Who really designed Ark: Survival Evolved? A lawsuit, filed late last year, alleges that there’s a messy story behind the development of one of Steam’s biggest hits.

The players involved are Trendy Entertainment, the company behind Dungeon Defenders, and Studio Wildcard, the start-up game dev behind Ark, which launched in Early Access last year on both Steam and Xbox One. In a lawsuit filed against Wildcard in December of 2015, Trendy alleges that one of their former employees, game designer Jeremy Stieglitz, breached his contract and has been secretly working on Ark since he resigned from his position in 2014.

Three years ago, Trendy employees reached out to Kotaku to complain about working conditions at their studio. They said they were forced to work excessive overtime, to the tune of seven days a week, and they claimed they were too scared to complain. They were worried about retribution from their creative director, Stieglitz. In June 2013, we published an article about these claims.

▶ _Material_
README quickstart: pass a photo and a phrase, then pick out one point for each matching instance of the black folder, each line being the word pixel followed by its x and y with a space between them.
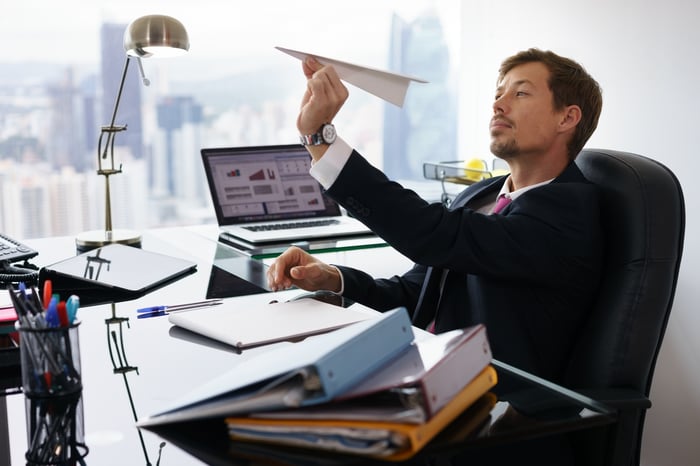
pixel 113 273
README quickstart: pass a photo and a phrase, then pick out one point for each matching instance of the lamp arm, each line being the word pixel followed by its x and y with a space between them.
pixel 111 130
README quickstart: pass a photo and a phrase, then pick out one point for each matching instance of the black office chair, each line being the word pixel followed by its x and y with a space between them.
pixel 644 217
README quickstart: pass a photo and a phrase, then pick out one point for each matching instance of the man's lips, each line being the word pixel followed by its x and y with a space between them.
pixel 500 123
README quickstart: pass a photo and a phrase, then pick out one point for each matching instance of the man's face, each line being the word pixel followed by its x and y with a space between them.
pixel 524 119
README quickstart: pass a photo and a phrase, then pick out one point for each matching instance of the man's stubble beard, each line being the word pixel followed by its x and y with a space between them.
pixel 505 151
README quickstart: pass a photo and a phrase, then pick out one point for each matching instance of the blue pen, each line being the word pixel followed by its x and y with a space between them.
pixel 179 307
pixel 52 313
pixel 72 305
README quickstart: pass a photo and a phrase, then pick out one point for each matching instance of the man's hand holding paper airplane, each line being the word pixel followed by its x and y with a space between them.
pixel 391 87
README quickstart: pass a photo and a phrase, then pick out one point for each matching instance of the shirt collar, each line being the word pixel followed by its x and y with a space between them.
pixel 505 189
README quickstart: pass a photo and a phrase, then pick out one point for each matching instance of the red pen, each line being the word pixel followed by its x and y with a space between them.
pixel 47 293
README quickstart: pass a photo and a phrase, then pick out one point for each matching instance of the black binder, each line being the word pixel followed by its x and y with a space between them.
pixel 113 273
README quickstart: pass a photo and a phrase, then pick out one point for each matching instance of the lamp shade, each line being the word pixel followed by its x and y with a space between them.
pixel 156 35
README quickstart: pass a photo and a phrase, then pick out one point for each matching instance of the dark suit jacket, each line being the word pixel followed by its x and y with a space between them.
pixel 529 274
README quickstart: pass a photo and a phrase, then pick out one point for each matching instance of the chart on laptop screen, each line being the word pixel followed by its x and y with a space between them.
pixel 259 186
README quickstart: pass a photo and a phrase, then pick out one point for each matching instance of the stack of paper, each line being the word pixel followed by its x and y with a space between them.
pixel 369 388
pixel 396 411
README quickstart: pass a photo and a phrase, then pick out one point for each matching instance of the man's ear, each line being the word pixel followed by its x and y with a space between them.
pixel 570 118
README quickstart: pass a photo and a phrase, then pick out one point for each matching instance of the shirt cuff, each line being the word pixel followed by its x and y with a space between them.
pixel 327 169
pixel 342 280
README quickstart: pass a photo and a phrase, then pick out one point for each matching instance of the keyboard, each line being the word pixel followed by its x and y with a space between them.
pixel 12 250
pixel 292 225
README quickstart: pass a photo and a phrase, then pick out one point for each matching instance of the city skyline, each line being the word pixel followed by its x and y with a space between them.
pixel 162 183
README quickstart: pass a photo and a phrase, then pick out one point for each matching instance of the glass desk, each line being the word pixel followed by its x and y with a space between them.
pixel 133 367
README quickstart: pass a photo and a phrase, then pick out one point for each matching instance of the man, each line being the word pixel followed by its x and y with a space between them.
pixel 529 273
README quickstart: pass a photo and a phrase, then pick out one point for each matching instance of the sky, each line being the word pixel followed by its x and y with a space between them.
pixel 233 33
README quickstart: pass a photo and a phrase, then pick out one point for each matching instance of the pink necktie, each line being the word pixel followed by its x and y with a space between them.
pixel 501 203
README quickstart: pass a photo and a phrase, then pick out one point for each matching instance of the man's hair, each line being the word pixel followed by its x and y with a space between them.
pixel 570 85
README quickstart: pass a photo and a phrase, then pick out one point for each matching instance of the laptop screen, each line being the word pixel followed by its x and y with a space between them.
pixel 264 183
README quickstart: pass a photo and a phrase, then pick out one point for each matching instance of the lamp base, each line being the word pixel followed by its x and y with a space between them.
pixel 93 239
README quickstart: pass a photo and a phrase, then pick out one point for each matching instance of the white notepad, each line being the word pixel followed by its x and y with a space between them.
pixel 254 321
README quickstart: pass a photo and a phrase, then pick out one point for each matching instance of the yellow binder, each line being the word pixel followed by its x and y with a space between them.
pixel 387 440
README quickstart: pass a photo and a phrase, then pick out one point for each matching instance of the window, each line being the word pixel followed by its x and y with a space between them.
pixel 59 79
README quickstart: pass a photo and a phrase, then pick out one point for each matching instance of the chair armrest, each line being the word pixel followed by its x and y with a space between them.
pixel 619 398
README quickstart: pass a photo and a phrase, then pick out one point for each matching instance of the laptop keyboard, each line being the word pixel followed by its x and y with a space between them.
pixel 292 225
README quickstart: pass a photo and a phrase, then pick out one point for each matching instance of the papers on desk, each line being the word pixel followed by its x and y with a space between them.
pixel 385 439
pixel 255 321
pixel 396 396
pixel 309 372
pixel 389 86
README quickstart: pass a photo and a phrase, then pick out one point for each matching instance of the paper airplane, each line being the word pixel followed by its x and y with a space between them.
pixel 391 87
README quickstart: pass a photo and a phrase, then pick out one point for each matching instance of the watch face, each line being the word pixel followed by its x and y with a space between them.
pixel 328 133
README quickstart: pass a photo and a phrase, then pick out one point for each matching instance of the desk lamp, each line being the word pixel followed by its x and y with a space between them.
pixel 152 35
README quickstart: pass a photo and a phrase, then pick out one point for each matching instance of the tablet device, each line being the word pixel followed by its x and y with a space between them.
pixel 113 273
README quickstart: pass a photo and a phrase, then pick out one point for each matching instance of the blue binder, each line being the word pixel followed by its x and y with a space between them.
pixel 309 372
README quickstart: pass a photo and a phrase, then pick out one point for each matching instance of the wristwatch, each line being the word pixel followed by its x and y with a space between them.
pixel 325 135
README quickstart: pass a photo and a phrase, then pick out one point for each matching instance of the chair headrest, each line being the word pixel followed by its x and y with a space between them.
pixel 643 214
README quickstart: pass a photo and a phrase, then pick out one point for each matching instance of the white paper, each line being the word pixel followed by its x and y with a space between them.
pixel 389 86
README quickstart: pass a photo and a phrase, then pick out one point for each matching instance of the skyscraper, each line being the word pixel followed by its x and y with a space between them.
pixel 425 127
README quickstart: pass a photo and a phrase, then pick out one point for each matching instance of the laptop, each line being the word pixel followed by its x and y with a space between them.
pixel 265 195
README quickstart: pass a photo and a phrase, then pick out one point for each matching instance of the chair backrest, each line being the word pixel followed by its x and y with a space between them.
pixel 644 217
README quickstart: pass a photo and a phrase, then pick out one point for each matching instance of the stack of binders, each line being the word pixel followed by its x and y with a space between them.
pixel 368 389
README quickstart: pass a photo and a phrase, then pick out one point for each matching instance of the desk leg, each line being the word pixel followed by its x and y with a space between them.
pixel 4 433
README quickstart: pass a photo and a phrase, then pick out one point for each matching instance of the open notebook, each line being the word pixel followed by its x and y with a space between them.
pixel 265 195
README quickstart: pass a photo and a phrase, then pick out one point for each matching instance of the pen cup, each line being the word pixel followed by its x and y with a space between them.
pixel 50 359
pixel 55 430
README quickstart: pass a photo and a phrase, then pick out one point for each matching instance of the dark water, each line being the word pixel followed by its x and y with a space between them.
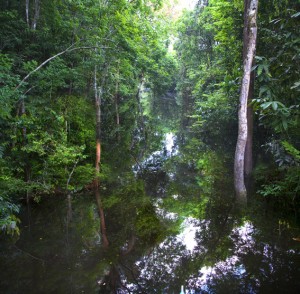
pixel 167 224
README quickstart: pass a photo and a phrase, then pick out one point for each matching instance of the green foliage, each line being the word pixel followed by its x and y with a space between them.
pixel 8 220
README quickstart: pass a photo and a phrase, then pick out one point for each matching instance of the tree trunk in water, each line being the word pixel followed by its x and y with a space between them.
pixel 27 168
pixel 27 12
pixel 98 93
pixel 36 14
pixel 102 217
pixel 117 103
pixel 250 43
pixel 249 144
pixel 140 109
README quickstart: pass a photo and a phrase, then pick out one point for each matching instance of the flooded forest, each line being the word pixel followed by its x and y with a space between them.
pixel 149 146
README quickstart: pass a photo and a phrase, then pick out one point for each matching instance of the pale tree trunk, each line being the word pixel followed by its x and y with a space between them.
pixel 117 102
pixel 27 12
pixel 140 109
pixel 98 94
pixel 249 143
pixel 239 163
pixel 27 168
pixel 36 14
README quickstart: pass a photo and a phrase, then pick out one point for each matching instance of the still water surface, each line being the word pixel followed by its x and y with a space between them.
pixel 163 232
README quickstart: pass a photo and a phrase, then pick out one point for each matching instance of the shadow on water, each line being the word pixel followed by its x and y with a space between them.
pixel 170 222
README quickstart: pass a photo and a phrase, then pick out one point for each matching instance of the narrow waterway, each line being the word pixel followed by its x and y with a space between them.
pixel 167 227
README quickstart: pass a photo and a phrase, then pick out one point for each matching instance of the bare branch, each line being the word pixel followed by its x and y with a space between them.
pixel 68 50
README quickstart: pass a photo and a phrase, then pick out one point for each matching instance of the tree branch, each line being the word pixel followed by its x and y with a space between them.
pixel 69 49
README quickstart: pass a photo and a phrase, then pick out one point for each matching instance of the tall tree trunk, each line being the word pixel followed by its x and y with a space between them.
pixel 27 168
pixel 249 144
pixel 98 93
pixel 98 121
pixel 250 43
pixel 36 14
pixel 117 103
pixel 27 12
pixel 140 109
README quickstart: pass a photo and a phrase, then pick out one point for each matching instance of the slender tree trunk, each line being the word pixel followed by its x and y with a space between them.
pixel 27 168
pixel 27 12
pixel 98 121
pixel 140 109
pixel 98 93
pixel 250 43
pixel 117 104
pixel 36 14
pixel 249 143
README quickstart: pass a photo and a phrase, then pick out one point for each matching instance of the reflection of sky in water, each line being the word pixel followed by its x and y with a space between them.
pixel 162 264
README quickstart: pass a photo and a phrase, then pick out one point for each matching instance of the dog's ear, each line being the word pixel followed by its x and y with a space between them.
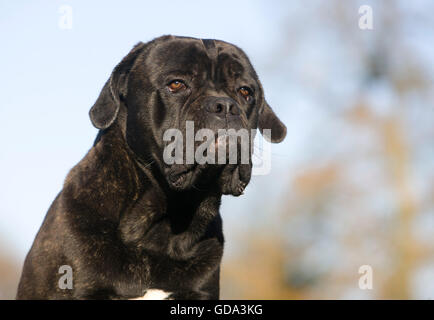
pixel 268 120
pixel 106 108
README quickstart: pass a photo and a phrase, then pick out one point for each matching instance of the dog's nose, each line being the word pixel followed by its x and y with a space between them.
pixel 222 106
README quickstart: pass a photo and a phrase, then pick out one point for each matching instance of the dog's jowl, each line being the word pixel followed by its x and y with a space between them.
pixel 127 223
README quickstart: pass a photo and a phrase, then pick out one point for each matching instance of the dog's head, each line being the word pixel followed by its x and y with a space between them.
pixel 176 98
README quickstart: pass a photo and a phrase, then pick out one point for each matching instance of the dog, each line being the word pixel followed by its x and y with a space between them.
pixel 126 223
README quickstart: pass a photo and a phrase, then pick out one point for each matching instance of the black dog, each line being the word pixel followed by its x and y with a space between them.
pixel 126 222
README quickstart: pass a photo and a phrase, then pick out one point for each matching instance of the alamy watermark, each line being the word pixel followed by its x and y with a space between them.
pixel 66 280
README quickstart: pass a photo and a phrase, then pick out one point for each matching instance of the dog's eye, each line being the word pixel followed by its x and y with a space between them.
pixel 246 92
pixel 176 85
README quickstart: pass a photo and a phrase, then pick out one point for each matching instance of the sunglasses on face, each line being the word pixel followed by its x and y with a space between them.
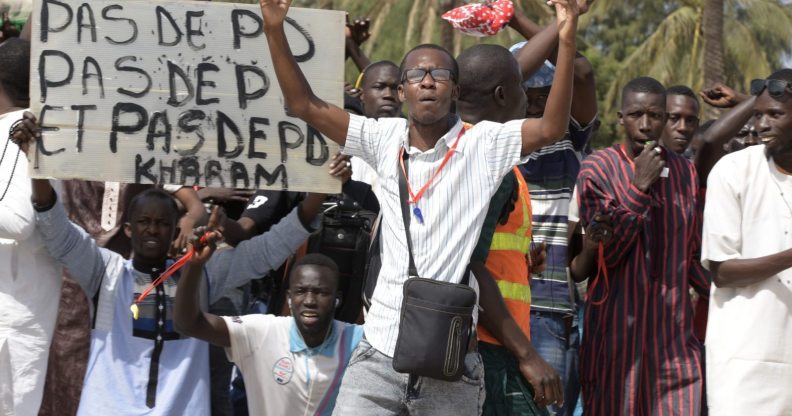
pixel 775 87
pixel 416 75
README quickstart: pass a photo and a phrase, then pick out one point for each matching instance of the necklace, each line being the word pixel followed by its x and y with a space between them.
pixel 16 159
pixel 414 198
pixel 778 186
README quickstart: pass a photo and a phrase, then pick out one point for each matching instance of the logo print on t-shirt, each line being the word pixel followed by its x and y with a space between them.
pixel 283 370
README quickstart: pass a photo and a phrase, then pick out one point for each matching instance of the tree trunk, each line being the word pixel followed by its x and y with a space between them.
pixel 712 27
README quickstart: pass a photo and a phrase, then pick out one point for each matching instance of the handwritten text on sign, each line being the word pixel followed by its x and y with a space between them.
pixel 178 92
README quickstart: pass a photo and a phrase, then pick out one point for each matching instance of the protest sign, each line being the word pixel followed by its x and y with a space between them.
pixel 178 92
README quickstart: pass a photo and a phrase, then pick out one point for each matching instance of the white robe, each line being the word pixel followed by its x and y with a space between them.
pixel 30 284
pixel 749 333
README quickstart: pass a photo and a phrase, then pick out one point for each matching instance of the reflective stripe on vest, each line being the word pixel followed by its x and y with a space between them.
pixel 519 240
pixel 515 291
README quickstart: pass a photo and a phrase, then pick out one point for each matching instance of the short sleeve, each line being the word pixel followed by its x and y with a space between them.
pixel 364 139
pixel 247 333
pixel 502 146
pixel 722 236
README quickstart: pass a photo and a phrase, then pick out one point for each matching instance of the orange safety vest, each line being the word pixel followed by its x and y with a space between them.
pixel 508 261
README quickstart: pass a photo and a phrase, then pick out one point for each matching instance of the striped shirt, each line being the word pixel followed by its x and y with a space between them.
pixel 640 356
pixel 551 172
pixel 453 207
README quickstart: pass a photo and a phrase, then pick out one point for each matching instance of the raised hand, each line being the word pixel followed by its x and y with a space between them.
pixel 358 30
pixel 26 131
pixel 648 166
pixel 544 380
pixel 205 239
pixel 274 12
pixel 567 13
pixel 722 96
pixel 584 6
pixel 600 229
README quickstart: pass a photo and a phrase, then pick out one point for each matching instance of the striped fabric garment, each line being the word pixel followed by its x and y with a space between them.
pixel 639 355
pixel 453 207
pixel 551 172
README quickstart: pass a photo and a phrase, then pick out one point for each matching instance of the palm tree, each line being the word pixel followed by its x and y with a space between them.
pixel 700 42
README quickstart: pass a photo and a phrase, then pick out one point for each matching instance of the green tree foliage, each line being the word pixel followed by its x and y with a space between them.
pixel 662 39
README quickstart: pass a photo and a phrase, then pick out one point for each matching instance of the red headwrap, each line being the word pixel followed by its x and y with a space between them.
pixel 481 19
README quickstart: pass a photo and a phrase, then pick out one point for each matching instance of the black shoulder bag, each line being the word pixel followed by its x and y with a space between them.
pixel 436 317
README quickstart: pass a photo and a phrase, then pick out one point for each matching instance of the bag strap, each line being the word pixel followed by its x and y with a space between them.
pixel 412 271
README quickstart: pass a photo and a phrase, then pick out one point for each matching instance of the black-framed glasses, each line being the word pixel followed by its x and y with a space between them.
pixel 416 75
pixel 775 87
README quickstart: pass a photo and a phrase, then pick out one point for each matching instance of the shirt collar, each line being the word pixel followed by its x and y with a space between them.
pixel 442 145
pixel 297 343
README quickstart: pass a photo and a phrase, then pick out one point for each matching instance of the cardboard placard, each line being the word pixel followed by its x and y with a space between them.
pixel 178 92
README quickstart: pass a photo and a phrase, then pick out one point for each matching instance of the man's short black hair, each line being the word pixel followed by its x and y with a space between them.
pixel 483 67
pixel 646 85
pixel 153 192
pixel 317 259
pixel 454 66
pixel 15 70
pixel 782 74
pixel 378 64
pixel 682 90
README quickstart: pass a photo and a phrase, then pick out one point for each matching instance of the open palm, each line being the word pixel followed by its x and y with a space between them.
pixel 567 13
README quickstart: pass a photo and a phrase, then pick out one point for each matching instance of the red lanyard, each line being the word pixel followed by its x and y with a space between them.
pixel 414 198
pixel 168 272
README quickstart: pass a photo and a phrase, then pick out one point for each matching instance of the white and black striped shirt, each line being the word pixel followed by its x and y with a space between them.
pixel 453 207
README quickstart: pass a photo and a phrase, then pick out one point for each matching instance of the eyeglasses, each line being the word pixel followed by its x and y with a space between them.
pixel 416 75
pixel 775 87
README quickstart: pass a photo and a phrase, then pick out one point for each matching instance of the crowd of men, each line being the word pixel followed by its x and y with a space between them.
pixel 651 277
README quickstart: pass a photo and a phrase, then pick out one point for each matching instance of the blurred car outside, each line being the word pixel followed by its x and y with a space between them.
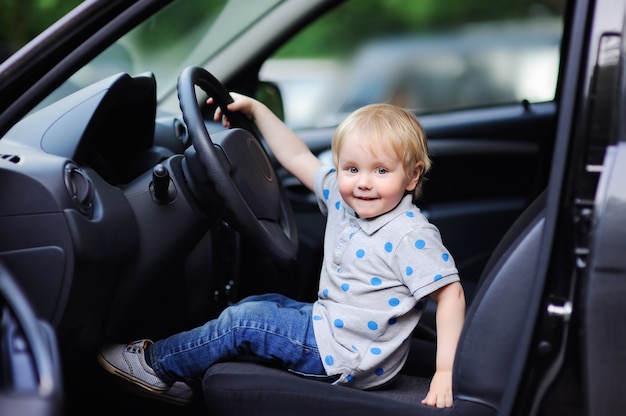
pixel 465 68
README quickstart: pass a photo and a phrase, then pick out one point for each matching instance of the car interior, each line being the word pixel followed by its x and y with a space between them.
pixel 121 221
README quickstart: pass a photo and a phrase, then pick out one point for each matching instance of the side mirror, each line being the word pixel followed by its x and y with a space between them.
pixel 269 94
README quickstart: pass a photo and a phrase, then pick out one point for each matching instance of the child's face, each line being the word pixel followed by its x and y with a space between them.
pixel 372 184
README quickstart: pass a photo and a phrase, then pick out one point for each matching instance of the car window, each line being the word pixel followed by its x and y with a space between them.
pixel 428 55
pixel 184 33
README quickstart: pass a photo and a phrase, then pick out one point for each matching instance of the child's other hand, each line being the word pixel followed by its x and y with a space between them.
pixel 240 103
pixel 440 392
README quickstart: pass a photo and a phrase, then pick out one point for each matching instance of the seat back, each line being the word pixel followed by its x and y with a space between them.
pixel 489 344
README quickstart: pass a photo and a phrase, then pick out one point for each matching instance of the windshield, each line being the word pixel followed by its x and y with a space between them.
pixel 184 33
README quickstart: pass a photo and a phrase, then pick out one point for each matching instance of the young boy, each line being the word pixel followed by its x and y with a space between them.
pixel 382 260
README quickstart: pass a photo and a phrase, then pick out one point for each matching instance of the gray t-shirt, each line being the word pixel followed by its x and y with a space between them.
pixel 375 278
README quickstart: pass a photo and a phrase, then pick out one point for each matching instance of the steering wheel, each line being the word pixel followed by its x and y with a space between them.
pixel 246 191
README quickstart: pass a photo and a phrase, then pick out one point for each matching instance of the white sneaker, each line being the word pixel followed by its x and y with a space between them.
pixel 128 361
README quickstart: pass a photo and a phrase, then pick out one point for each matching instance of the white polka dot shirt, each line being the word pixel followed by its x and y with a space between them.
pixel 375 278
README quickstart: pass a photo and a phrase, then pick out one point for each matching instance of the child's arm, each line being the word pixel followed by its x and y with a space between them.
pixel 292 153
pixel 450 317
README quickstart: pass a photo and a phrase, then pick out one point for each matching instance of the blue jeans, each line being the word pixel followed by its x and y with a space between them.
pixel 268 327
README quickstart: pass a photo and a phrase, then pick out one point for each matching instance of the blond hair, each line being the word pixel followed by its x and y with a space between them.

▶ _Written exercise_
In the Ark lawsuit article, what position did Jeremy Stieglitz hold at Trendy Entertainment when employees complained about working conditions?

▶ _Exercise response_
Creative director.